(Records from a dataset)
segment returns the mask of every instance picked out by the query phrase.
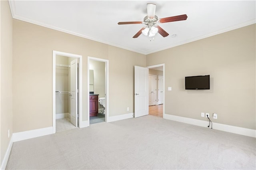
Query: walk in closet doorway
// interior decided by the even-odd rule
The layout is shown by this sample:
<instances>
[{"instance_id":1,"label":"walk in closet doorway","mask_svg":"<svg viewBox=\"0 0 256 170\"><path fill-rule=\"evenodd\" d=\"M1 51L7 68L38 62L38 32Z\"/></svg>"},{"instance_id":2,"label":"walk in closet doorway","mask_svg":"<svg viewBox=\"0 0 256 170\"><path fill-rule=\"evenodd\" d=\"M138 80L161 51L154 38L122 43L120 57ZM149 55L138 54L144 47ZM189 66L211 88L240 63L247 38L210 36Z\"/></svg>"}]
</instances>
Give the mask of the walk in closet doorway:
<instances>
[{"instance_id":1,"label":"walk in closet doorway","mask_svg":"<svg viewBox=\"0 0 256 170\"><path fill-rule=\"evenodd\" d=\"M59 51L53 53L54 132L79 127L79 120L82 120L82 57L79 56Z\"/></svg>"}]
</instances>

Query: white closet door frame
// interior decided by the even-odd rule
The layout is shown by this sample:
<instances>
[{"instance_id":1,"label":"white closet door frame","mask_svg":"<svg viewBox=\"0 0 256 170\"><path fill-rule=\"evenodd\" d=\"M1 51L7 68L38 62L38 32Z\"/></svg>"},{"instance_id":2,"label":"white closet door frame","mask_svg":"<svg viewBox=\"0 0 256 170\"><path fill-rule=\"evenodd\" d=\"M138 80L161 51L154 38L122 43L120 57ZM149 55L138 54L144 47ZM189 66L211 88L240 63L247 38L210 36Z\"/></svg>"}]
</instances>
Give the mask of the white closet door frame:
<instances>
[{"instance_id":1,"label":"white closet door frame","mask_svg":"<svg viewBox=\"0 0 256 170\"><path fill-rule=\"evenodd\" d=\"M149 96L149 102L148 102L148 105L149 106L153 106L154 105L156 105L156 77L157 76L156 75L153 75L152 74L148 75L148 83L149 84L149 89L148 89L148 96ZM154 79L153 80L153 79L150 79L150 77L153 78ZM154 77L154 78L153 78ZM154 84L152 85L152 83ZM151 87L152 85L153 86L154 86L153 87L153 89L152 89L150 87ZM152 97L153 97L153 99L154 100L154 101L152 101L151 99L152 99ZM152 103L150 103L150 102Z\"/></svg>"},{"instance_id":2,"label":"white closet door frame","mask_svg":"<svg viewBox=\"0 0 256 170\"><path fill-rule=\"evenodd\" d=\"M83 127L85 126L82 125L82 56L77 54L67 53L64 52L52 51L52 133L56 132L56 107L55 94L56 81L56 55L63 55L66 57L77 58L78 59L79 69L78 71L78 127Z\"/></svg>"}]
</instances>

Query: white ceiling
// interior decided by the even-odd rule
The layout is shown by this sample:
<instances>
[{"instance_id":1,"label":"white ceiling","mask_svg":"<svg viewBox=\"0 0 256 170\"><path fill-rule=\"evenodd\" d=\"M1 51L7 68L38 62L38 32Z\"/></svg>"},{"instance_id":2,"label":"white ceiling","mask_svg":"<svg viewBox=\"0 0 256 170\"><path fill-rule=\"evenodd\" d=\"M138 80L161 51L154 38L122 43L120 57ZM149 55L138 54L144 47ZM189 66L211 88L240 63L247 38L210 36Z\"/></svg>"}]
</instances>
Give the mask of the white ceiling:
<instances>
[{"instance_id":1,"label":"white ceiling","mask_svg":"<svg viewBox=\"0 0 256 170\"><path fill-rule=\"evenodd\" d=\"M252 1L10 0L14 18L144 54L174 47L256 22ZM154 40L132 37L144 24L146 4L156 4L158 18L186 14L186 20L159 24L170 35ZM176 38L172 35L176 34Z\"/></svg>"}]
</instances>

--

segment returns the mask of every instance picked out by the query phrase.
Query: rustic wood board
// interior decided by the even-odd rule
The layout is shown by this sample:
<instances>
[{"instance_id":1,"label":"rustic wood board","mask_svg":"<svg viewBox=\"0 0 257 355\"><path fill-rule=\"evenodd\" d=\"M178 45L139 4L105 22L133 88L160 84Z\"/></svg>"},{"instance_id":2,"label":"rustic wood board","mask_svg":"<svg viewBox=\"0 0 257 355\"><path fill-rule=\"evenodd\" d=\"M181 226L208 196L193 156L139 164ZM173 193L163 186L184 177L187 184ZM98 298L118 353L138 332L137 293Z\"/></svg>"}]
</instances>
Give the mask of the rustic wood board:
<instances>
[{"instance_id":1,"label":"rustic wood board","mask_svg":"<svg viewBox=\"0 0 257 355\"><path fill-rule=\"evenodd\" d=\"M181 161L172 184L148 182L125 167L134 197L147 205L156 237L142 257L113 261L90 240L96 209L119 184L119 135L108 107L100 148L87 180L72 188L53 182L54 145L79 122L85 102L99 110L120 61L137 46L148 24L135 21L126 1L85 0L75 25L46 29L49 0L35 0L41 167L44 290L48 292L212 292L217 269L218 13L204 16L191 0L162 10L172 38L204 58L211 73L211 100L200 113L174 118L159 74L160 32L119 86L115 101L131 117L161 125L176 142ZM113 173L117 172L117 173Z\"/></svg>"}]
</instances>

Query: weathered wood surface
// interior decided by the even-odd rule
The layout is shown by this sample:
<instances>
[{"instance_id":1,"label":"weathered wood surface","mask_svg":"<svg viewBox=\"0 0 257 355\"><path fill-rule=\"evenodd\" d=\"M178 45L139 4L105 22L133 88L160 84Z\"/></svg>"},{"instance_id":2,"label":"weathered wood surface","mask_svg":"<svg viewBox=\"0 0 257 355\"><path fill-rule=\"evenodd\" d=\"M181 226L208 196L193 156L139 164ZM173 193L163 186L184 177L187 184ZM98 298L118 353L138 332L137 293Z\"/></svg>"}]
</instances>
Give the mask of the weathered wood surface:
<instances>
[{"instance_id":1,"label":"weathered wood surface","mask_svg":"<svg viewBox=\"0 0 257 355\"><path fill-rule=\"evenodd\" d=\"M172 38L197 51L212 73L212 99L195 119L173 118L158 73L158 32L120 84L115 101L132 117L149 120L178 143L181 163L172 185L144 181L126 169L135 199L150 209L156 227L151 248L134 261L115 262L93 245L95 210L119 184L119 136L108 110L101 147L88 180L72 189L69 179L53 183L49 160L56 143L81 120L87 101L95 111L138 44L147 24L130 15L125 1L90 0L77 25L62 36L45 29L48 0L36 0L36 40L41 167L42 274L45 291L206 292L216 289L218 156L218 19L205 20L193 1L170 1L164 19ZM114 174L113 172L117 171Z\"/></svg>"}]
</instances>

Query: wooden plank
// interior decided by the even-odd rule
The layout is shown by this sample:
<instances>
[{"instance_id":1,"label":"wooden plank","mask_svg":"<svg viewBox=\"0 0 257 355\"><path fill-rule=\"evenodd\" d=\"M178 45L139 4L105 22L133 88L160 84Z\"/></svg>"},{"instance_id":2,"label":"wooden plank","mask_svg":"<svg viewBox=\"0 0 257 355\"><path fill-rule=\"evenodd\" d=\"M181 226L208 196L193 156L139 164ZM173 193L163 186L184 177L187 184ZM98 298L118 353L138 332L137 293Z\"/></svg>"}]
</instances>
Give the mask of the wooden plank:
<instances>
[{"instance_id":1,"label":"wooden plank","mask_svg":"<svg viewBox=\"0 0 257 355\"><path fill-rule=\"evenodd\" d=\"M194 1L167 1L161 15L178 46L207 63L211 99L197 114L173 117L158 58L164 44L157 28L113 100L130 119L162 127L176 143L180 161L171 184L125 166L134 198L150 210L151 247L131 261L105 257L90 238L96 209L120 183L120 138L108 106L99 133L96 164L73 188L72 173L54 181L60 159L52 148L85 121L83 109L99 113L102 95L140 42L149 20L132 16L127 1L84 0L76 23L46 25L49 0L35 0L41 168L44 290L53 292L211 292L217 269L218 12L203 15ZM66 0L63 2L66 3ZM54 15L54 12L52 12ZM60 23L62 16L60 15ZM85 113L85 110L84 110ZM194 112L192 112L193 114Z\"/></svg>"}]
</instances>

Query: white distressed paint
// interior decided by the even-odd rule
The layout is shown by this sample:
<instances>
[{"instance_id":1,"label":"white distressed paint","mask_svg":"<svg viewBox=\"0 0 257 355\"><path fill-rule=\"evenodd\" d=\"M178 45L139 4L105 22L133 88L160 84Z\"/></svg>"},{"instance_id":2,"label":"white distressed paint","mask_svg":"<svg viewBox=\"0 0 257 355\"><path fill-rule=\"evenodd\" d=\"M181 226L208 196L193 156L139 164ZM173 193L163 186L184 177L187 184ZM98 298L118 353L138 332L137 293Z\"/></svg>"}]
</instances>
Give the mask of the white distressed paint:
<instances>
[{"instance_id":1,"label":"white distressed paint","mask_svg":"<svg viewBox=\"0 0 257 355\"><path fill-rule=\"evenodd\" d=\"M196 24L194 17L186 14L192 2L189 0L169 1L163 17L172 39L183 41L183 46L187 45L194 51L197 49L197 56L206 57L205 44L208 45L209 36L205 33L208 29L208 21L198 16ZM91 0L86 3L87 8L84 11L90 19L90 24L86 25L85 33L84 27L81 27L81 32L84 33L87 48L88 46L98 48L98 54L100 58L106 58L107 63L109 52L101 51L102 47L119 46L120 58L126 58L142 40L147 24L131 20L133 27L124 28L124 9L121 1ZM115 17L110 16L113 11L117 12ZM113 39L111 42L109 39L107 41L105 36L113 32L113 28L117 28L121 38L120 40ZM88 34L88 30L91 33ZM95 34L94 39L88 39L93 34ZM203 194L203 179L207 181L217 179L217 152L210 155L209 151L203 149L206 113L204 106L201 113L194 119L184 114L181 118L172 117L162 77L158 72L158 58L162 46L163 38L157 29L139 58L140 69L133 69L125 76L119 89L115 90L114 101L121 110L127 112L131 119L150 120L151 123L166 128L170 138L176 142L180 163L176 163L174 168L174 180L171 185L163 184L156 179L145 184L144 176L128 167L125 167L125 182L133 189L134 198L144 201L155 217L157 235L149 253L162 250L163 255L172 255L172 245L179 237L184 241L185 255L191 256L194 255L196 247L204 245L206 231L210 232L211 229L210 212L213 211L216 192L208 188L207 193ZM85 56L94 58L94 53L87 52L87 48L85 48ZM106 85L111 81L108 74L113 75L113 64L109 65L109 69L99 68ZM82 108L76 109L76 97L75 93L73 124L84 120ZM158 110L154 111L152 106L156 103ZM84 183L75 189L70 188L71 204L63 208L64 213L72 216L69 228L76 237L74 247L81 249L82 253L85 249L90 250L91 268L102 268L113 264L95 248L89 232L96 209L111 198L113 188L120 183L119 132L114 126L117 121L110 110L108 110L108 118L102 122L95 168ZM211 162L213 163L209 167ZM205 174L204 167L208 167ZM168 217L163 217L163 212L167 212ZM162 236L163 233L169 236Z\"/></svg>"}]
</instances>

* _DIRECTIONS_
How many lines of the records above contain the string "walk"? Reply with the number alone.

* _EXERCISE RESULT_
4